Problème à résoudre:
Indiquez si chacune des affirmations suivantes concorde avec le texte du document, en répondant par oui ou par non et en citant textuellement les mots décisifs. (a) Dans le passage « la poste », la personne qui écrit se rendait à la poste accompagnée. (b) Dans le passage « l'enquête exclusive », six cents caméras supplémentaires doivent bientôt surveiller les axes principaux. (c) Dans le passage « la séance de minuit », la personne qui écrit regrette d'avoir quitté l'entreprise.

____ Texte du document

29.7.09

la poste



j'avais un rapport difficile avec la poste qui découlait du déficit de confiance qui me caractérisait : ainsi, lorsqu'une lettre devait partir (un paquet, un dossier, quelque chose d'important), il fallait impérativement que cela soit fait dans l'heure; et une fois que c'était envoyé, je remettais en cause non seulement l'envoi (son affranchissement, son départ, sa livraison jusqu'à l'attitude de l'employé qui s'était occupé de moi), mais également le contenu et la raison pour laquelle j'avais accompli la démarche, de sorte que les heures qui circonscrivaient le déplacement à la poste étaient parfaitement invivables — je m'y rendais donc seul

27.7.09

le malaise vagal



j'avais appris à l'université que la perte de connaissance classique, qu'elle fût due à la chaleur, à l'hypoglycémie ou à une émotion trop forte, portait cette terminologie pompeuse qui s'expliquait anatomiquement par une surexcitation du nerf vague, et je ne pouvais m'empêcher d'imaginer le fou rire que devaient provoquer chez les médecins l'emploi médiatique grandiloquent du malaise vagal et le ridicule de ceux qui, en face comme dans le camp du président, lui souhaitaient un prompt rétablissement avec un air grave — on apprenait d'un proche de l'élysée qu'il pourrait s'agir en fait d'une défaillance cardiaque, on ne donnait pas cher par contre de la peau du gaffeur

robert longo, men in the cities, mamac nice

26.7.09

la séance de minuit



on était allé jusqu'en enfer un samedi soir, d'un commun accord, j'y avais découvert une vérité que je connaissais mais que je ne m'attendais pas à retrouver là, comme quoi la hiérarchie obligeait à des compromissions insupportables et que dans cet ordre établi, tristement consenti, c'était toujours le plus faible (en terme de salaire, de rentabilité ou de confort) qui payait, l'horreur d'une séance de minuit traditionnelle s'était alors imperceptiblement déplacée des scènes gore au quotidien d'une employée de banque sous pression — je me félicitais d'avoir quitté l'entreprise avant d'avoir humilié une cliente farouche et revancharde

23.7.09

l'écriture

« c’est dingue quand même, que tu ramènes tout à l’écriture »
laurent herrou, dédramatisons la vie quotidienne

20.7.09

l'enquête exclusive



nice, apprenait-on sur la petite chaîne qui monte — d'un sale cran à chaque prestation nuancée de son présentateur-vedette à particule —, faisait le grand ménage avant l'été, six cents caméras supplémentaires surveilleraient bientôt les axes principaux dont l'enquête exclusive, et exclusivement policière, s'écartait généreusement pour verbaliser un pizzaiolo à l'ouest et un restaurateur africain récidiviste, et stigmatiser les quartiers nord et les moulins à coups de projecteurs sur les façades, de parlophones écrasés au milieu de la nuit et de flash-balls, tendrement rebaptisées muffins pour que les touristes de qualité (sic) espérés par la municipalité, rassurés par la politique new-yorkaise du maire et à qui seuls l'émission s'adressait, puissent traverser la promenade des anglais à cent kilomètres à l'heure, continuer (à raison) d'ignorer la ville et poursuivre leur route vers monaco

19.7.09

les abus



« some of them want to use you
some of them want to get used by you
some of them want to abuse you
some of them want to be abused »

________
____ Entrées de données

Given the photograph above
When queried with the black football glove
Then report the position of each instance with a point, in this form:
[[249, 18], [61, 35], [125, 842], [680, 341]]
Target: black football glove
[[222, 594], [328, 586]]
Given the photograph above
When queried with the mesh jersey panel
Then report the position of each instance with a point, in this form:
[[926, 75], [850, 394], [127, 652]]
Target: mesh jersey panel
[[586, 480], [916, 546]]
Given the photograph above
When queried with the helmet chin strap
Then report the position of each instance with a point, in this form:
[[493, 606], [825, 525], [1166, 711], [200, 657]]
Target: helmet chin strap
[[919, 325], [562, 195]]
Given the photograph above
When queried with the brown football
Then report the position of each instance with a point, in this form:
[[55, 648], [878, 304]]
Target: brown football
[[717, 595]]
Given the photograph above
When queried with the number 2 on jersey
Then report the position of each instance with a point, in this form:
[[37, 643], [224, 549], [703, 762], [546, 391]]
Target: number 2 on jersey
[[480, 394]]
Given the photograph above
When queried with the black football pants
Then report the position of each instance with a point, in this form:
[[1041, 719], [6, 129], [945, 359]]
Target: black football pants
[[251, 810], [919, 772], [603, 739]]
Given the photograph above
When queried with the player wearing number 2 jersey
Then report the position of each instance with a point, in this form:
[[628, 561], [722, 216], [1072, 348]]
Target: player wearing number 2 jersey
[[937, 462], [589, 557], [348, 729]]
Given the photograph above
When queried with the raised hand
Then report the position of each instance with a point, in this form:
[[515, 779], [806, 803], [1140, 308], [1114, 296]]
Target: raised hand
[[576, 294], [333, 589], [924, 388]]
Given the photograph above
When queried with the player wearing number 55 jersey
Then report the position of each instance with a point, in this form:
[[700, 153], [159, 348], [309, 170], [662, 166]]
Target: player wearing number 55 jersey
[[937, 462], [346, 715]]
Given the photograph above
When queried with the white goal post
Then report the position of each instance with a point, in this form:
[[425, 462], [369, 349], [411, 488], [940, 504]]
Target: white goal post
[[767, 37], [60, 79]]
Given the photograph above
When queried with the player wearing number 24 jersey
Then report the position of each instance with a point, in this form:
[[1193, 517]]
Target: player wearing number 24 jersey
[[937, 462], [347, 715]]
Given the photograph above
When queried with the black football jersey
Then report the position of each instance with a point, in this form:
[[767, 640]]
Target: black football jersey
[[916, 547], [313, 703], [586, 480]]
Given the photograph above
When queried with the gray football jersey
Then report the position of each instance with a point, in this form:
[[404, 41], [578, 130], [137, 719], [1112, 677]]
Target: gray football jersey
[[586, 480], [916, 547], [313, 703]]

________

Réponse rédigée:
(a) Non : « je m'y rendais donc seul ».
(b) Oui : « six cents caméras supplémentaires surveilleraient bientôt les axes principaux ».
(c) Non : « je me félicitais d'avoir quitté l'entreprise ».